-- start MATERIAL PROVIDED --

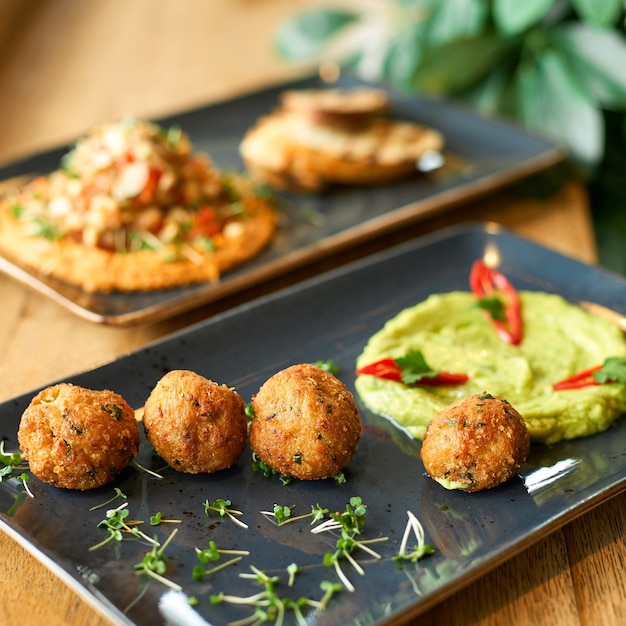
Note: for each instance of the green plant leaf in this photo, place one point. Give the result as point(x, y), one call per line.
point(305, 37)
point(598, 12)
point(458, 66)
point(515, 16)
point(404, 56)
point(456, 19)
point(598, 57)
point(553, 103)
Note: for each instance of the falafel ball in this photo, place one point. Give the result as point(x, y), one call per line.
point(196, 425)
point(476, 443)
point(306, 424)
point(78, 438)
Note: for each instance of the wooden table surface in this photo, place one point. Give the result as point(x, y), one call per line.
point(68, 64)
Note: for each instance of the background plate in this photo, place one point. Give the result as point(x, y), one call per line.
point(330, 317)
point(482, 155)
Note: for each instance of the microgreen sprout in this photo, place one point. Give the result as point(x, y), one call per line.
point(157, 519)
point(349, 524)
point(23, 478)
point(116, 523)
point(118, 494)
point(266, 471)
point(9, 461)
point(213, 553)
point(282, 514)
point(269, 606)
point(221, 507)
point(154, 563)
point(340, 478)
point(292, 570)
point(420, 550)
point(328, 366)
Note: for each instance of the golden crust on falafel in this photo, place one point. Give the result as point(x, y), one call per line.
point(306, 424)
point(78, 438)
point(476, 443)
point(196, 425)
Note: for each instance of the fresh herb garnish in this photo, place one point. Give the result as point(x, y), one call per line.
point(411, 369)
point(154, 563)
point(222, 507)
point(212, 554)
point(328, 366)
point(421, 549)
point(10, 461)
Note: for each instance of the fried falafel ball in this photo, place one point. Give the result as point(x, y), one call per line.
point(306, 424)
point(78, 438)
point(196, 425)
point(476, 443)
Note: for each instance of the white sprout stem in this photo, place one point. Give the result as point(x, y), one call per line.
point(27, 488)
point(363, 545)
point(148, 471)
point(329, 524)
point(344, 579)
point(258, 598)
point(413, 524)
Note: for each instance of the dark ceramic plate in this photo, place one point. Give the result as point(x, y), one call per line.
point(330, 317)
point(482, 155)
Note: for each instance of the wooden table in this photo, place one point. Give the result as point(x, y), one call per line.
point(67, 64)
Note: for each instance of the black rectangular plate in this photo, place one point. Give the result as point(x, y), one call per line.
point(330, 317)
point(483, 155)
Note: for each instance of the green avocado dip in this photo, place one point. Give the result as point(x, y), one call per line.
point(560, 339)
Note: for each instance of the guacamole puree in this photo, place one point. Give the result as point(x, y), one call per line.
point(559, 340)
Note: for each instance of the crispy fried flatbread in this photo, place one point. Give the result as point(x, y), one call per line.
point(98, 269)
point(334, 137)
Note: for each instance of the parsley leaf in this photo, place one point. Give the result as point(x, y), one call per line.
point(613, 370)
point(414, 367)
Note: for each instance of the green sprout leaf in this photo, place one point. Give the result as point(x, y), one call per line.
point(613, 371)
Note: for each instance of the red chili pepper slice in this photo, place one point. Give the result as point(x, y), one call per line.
point(486, 281)
point(579, 380)
point(390, 370)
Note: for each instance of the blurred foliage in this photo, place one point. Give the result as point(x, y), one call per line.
point(555, 66)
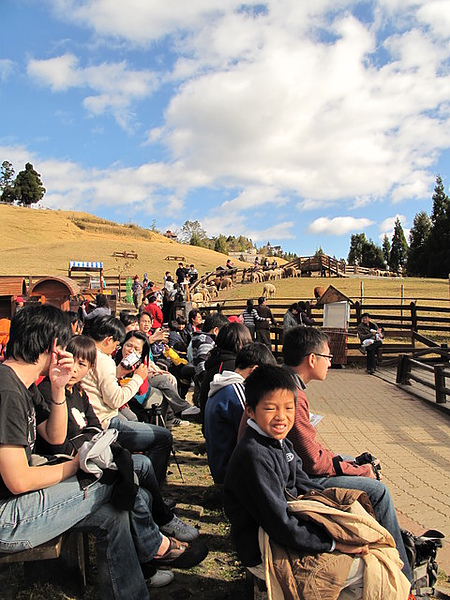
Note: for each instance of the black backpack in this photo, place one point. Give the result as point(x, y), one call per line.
point(421, 552)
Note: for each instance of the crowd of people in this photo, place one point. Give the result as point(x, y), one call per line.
point(72, 382)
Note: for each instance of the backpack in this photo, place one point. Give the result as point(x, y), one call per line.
point(421, 552)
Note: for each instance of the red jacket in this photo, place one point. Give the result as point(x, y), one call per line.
point(156, 314)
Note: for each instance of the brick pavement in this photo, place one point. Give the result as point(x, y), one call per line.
point(412, 440)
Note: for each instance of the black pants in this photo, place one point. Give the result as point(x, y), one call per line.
point(372, 351)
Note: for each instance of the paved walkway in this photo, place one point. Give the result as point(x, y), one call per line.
point(412, 440)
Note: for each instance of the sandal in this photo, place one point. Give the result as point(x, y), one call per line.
point(181, 555)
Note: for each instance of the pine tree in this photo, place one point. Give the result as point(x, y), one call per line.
point(418, 255)
point(28, 186)
point(399, 248)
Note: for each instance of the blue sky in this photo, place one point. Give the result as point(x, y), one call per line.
point(294, 122)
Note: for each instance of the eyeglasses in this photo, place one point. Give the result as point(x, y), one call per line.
point(329, 356)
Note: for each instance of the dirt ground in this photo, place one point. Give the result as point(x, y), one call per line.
point(219, 577)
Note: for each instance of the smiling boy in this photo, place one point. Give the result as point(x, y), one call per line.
point(264, 472)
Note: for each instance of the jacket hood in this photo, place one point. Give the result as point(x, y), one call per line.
point(221, 380)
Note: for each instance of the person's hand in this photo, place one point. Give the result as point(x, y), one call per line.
point(350, 549)
point(61, 365)
point(142, 371)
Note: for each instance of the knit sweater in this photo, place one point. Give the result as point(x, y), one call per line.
point(103, 390)
point(260, 473)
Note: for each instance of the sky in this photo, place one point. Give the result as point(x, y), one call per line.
point(298, 122)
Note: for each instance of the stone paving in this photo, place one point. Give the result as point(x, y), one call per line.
point(363, 412)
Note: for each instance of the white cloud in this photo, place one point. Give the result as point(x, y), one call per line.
point(6, 69)
point(338, 225)
point(115, 86)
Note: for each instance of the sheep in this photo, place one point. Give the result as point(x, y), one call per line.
point(269, 290)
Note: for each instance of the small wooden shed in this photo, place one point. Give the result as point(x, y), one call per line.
point(56, 291)
point(11, 286)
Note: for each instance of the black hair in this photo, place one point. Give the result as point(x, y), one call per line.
point(232, 337)
point(34, 330)
point(139, 335)
point(301, 341)
point(254, 354)
point(215, 319)
point(267, 379)
point(128, 318)
point(103, 327)
point(83, 347)
point(101, 300)
point(75, 318)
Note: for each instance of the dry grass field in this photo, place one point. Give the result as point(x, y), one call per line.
point(41, 242)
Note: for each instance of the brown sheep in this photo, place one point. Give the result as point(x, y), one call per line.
point(269, 290)
point(318, 292)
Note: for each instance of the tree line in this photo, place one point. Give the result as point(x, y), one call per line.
point(428, 251)
point(24, 189)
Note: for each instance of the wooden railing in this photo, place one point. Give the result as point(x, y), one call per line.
point(430, 367)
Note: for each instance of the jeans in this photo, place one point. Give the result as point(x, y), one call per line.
point(147, 480)
point(383, 507)
point(36, 517)
point(154, 441)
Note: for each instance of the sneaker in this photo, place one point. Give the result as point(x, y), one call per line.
point(182, 555)
point(178, 529)
point(179, 422)
point(161, 578)
point(190, 412)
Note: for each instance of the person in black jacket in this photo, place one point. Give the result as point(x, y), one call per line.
point(230, 339)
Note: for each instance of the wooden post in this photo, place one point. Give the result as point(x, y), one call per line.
point(439, 384)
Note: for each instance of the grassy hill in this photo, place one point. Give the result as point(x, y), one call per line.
point(41, 242)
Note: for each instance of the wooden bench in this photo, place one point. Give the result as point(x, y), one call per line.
point(70, 550)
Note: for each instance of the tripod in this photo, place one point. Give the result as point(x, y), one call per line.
point(157, 418)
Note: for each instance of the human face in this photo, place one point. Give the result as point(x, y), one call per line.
point(132, 345)
point(197, 320)
point(80, 369)
point(145, 323)
point(275, 413)
point(321, 362)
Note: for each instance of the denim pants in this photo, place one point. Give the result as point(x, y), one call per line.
point(383, 507)
point(145, 472)
point(31, 519)
point(152, 440)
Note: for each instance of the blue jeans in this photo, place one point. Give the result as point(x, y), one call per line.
point(383, 507)
point(36, 517)
point(152, 440)
point(145, 472)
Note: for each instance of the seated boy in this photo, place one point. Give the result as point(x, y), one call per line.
point(264, 472)
point(39, 503)
point(225, 406)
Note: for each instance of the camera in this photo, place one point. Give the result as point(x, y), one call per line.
point(131, 361)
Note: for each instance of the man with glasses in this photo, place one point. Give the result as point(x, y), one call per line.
point(306, 354)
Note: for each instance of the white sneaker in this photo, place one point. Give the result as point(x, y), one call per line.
point(177, 422)
point(179, 530)
point(190, 412)
point(161, 578)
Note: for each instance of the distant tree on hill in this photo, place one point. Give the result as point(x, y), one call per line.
point(386, 249)
point(28, 186)
point(399, 248)
point(7, 182)
point(439, 239)
point(418, 255)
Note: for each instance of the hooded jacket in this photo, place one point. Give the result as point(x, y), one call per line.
point(223, 413)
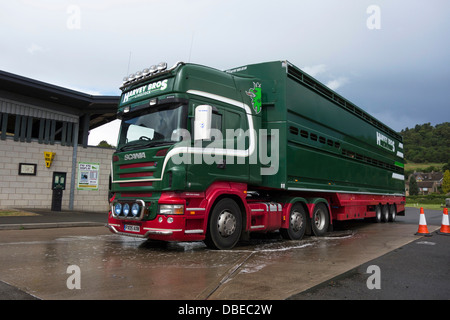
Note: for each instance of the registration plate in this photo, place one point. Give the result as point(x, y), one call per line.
point(132, 228)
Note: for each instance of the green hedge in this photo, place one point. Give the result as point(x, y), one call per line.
point(428, 199)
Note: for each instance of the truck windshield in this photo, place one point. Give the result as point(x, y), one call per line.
point(151, 128)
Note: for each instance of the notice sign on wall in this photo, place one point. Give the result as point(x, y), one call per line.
point(88, 175)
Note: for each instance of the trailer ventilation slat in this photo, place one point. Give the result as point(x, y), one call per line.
point(301, 77)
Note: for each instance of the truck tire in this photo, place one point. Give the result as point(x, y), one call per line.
point(385, 213)
point(225, 225)
point(297, 223)
point(377, 217)
point(320, 220)
point(392, 213)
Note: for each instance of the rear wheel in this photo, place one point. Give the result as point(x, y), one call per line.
point(320, 219)
point(297, 223)
point(225, 225)
point(377, 218)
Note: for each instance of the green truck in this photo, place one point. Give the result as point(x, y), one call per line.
point(210, 155)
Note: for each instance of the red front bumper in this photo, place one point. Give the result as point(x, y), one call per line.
point(164, 227)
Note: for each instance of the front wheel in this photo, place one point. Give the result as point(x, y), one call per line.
point(225, 225)
point(320, 219)
point(297, 223)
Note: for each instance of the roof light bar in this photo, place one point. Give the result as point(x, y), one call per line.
point(148, 72)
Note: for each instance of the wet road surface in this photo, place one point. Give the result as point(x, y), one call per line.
point(117, 267)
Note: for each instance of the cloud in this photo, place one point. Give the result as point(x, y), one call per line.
point(337, 83)
point(34, 48)
point(313, 71)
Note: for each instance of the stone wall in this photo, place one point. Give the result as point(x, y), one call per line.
point(19, 191)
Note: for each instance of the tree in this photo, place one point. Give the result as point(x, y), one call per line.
point(413, 187)
point(445, 182)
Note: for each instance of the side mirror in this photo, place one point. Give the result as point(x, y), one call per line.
point(202, 122)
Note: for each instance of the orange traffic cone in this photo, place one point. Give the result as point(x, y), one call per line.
point(445, 227)
point(423, 229)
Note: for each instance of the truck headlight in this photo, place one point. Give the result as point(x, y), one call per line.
point(135, 209)
point(118, 209)
point(171, 209)
point(126, 209)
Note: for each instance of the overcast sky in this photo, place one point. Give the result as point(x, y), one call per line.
point(391, 58)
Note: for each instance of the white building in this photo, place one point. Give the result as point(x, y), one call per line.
point(38, 118)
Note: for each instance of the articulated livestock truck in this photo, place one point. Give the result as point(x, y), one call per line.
point(210, 155)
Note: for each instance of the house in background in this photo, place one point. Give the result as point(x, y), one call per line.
point(428, 182)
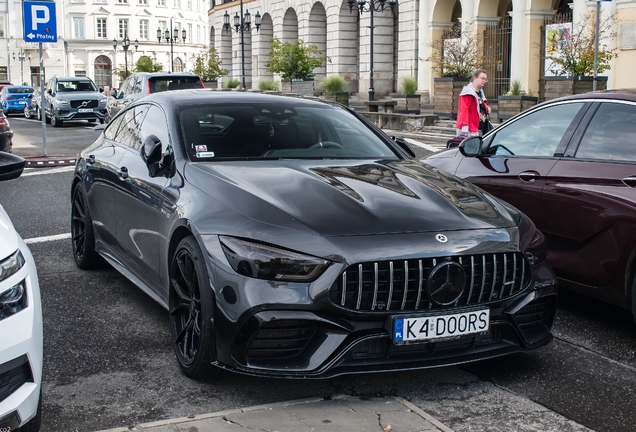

-- end MATERIAL PROVIDED --

AIM: Recast the part of the items that opens with the line containing "Note: for each instance of the dirt" and closes with the line containing "point(142, 371)" as a numbered list, omitting any blank lines.

SOLUTION TO THE EXERCISE:
1. Note: for each instance of the dirt ground in this photo, place one point. Give the result as point(x, y), one call per line.
2. point(219, 577)
3. Note: for each instance of the smiling boy in this photo, place one point. Give the result as point(x, y), one call per line.
4. point(264, 472)
5. Note: for each instance of the jacket hood in this photo, place one point. Give the result as point(x, y), one call per line.
6. point(221, 380)
7. Note: for each instance of the person's hand in this photo, place one point. Give the result as point(x, y), one call per line.
8. point(350, 549)
9. point(61, 365)
10. point(142, 371)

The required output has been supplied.